== MATERIAL FOR THIS TASK ==
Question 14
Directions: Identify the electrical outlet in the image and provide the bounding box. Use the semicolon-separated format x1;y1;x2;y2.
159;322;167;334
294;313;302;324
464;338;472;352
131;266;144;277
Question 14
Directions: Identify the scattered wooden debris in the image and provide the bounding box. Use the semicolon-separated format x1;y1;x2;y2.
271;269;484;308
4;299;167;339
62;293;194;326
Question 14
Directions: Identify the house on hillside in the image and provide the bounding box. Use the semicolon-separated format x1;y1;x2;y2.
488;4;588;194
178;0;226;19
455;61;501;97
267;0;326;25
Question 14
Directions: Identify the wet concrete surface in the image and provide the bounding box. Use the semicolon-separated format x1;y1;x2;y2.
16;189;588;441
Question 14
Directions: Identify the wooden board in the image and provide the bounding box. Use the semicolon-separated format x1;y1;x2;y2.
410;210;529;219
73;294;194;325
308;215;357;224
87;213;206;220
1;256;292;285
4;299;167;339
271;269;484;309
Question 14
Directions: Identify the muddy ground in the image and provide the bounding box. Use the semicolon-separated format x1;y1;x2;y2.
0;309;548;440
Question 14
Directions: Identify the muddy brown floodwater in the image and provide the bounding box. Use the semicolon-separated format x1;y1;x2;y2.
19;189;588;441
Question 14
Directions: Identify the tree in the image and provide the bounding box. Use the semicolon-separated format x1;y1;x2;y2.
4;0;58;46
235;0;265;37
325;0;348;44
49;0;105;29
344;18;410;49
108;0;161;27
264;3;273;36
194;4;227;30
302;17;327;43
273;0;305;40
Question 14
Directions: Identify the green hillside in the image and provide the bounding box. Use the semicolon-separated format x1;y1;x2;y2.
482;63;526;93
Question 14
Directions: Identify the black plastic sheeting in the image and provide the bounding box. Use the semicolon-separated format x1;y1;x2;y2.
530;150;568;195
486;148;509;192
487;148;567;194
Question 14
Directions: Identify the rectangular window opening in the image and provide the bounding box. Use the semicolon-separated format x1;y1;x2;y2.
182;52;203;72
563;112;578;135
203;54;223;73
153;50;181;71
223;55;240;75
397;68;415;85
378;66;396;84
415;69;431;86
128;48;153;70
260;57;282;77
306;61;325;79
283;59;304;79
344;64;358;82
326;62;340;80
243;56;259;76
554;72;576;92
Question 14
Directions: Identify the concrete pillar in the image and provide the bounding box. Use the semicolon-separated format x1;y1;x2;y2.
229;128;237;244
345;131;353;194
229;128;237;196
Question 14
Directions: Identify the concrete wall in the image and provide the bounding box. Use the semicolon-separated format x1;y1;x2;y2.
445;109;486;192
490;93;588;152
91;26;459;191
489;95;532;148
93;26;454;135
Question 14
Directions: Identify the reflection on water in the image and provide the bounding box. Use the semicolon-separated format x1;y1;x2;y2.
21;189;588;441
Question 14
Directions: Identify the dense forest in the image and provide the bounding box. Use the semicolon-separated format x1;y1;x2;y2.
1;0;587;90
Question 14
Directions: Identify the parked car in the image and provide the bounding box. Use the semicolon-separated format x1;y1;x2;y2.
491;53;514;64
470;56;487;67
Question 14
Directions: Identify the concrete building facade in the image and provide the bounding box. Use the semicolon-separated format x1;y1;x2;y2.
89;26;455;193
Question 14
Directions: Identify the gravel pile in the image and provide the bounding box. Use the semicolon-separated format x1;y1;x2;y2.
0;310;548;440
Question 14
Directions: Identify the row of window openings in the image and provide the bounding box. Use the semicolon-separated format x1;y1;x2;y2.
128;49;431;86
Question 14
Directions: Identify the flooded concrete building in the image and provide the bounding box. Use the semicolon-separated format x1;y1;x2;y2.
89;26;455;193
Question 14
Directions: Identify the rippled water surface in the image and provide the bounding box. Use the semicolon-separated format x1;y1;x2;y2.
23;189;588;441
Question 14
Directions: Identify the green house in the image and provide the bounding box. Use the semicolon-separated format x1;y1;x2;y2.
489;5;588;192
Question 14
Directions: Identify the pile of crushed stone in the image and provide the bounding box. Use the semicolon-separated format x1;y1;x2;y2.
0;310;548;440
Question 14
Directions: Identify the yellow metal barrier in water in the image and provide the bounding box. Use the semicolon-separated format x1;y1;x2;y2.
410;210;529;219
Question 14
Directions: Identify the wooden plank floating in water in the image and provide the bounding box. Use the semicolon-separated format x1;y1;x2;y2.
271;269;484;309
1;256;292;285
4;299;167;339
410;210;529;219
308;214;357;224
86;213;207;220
===
> TRY IT: Every record listed above needs to be written out again exactly.

> EXERCISE SOLUTION:
Question 14
Directions: Identify the electrical outlet in the image and provide the bounding box. Use the semicolon-separated format x1;y1;x2;y2.
159;322;167;334
294;313;302;324
464;338;472;352
131;266;144;277
Question 14
Directions: Identify the scattered wooden debris in the image and provide the bounding box. Use the semicolon-separated format x1;y1;x2;y2.
271;269;484;308
4;299;167;339
62;293;194;326
Question 14
Directions: Identify the house on hillside in the image and provide the bounding box. Use the semicolon-separated format x1;y1;x2;y2.
488;4;588;194
178;0;226;19
455;61;501;97
267;0;326;25
Question 14
Directions: Identify the wet concrete surface in the image and provide the bounding box. Use the semicolon-separated format x1;y1;x2;y2.
16;189;588;441
Question 14
Directions: Identify the wooden board in the image and provide the bounding box. Use the semicolon-separated format x1;y1;x2;y2.
410;210;529;219
73;294;194;325
308;215;357;224
87;213;206;220
1;256;292;285
4;299;167;339
271;269;484;309
Question 14
Directions: Identify the muddy ground in the image and provide the bounding box. Use the semicolon-separated format x1;y1;x2;y2.
0;309;548;440
Question 14
Directions: Identify the muddy brown floodwater in the image and provide the bounding box. Use the semicolon-separated format x1;y1;x2;y2.
19;189;588;441
Question 14
Directions: Identify the tree in the image and provide the bounding box. Use the semicolon-separated format x1;y1;x2;y2.
4;0;58;46
235;0;265;37
325;0;348;44
49;0;105;29
344;18;410;49
108;0;161;27
264;3;273;36
194;4;227;30
302;17;327;43
273;0;305;40
Question 14
Directions: Identify the green hillside in the image and provide the bounding box. Use the semicolon-separated format x1;y1;x2;y2.
482;63;526;93
Question 14
Directions: Identify the black plastic sheeting in the image and provide the bounding box. Use the semicolon-separated format x1;y1;x2;y2.
530;150;568;195
486;148;509;192
487;148;567;194
Question 14
Directions: Identify the rectangular window opening in the image and provide the bounding box. Use the semicolon-separated format x1;y1;x2;y2.
182;52;203;72
563;112;578;135
203;54;223;73
153;50;181;71
223;55;240;75
397;68;415;85
378;66;396;84
415;69;431;86
128;48;153;70
260;57;282;77
306;61;325;79
283;59;304;79
344;64;358;82
326;62;340;80
243;56;259;76
554;72;576;92
Question 14
Directions: Identify the concrete pillar in the image and provide the bounding box. Use the semicolon-separated format x1;y1;x2;y2.
229;128;237;244
345;131;353;194
229;128;237;196
Question 14
Directions: Identify the concrete wall in the image and provide the bounding box. Use the semicolon-separated format x1;y1;x2;y2.
445;109;486;192
490;93;588;152
91;26;459;191
489;95;532;148
93;26;454;135
Question 14
Directions: Identify the reflection on water in the image and provide the bounding box. Use the semicolon-separated format x1;y1;x2;y2.
21;189;588;441
Question 14
Directions: Identify the dense forest in the image and provide the bounding box. Use the semicolon-separated format x1;y1;x2;y2.
1;0;587;90
Question 14
Directions: Identify the parked car in the image and provide the bounding box. Use the semicolon-separated format x1;y1;x2;y2.
491;53;514;64
470;56;487;67
Question 14
Directions: Identify the concrete building facade in the image and provide the bounding box. Use the semicolon-separated format x1;y1;x2;y2.
89;26;455;193
Question 14
Directions: Identify the gravel pile in the image and provide the bounding box. Use the semicolon-separated format x1;y1;x2;y2.
0;310;548;440
Question 14
Directions: Identify the row of window openings in the image and provide the bounding box. Use the semicolon-separated format x1;y1;x2;y2.
128;49;431;86
Question 14
Directions: Identify the flooded concrete building in the image and provide the bounding box. Use the semicolon-separated format x1;y1;x2;y2.
89;26;455;193
Question 14
Directions: Identify the rippled water surface in the image and provide the bounding box. Use the semicolon-separated format x1;y1;x2;y2.
23;189;588;441
Question 14
Directions: Identify the green house in the image and provide the bounding box. Use the semicolon-separated format x1;y1;x2;y2.
489;5;588;192
Question 14
Directions: Identify the pile of crushed stone in the image and provide the bounding box. Use the semicolon-separated format x1;y1;x2;y2.
0;310;548;440
Question 14
Directions: Identify the yellow metal barrier in water in the image and provide the bounding box. Use the semicolon-separated format x1;y1;x2;y2.
410;210;529;219
Question 14
Directions: Identify the wooden plank floating in water in the image and provide the bounding box. Use the semicolon-separated format x1;y1;x2;y2.
271;269;484;309
1;256;292;285
4;299;167;339
410;210;529;219
308;214;357;224
86;213;207;220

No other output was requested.